▶ [Work to complete]
Transcribe the text lines of every entry below word for word, leaving out the pictures.

———

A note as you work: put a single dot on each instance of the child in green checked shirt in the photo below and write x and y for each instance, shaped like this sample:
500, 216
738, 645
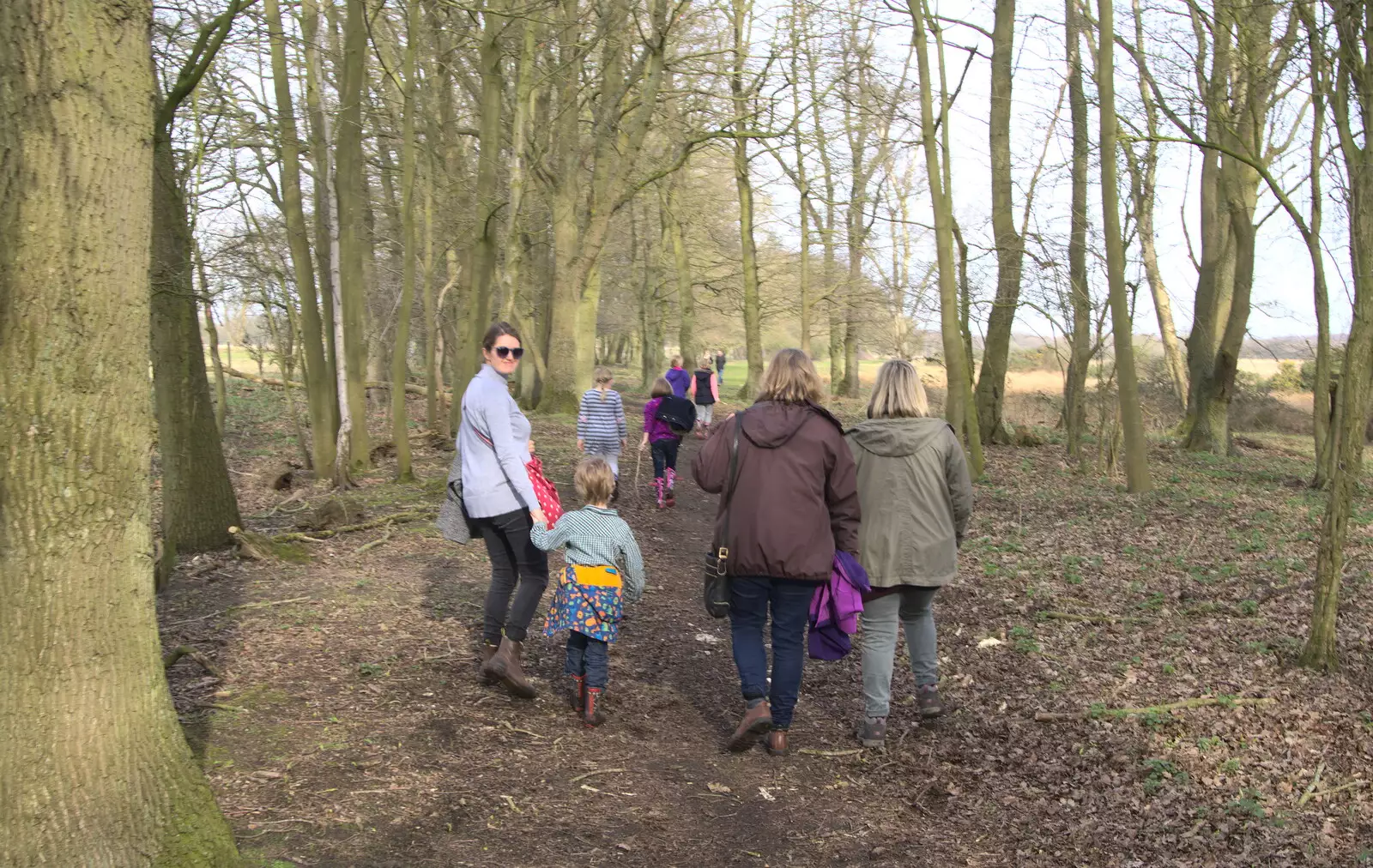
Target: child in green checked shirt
592, 591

———

▶ [Full solution]
A note as you work: put a single dot on each instance of the child in green checked shirt in the photo below and write x and y for each instance, shaped like this sample:
500, 216
738, 645
Target: child in green checked shirt
592, 591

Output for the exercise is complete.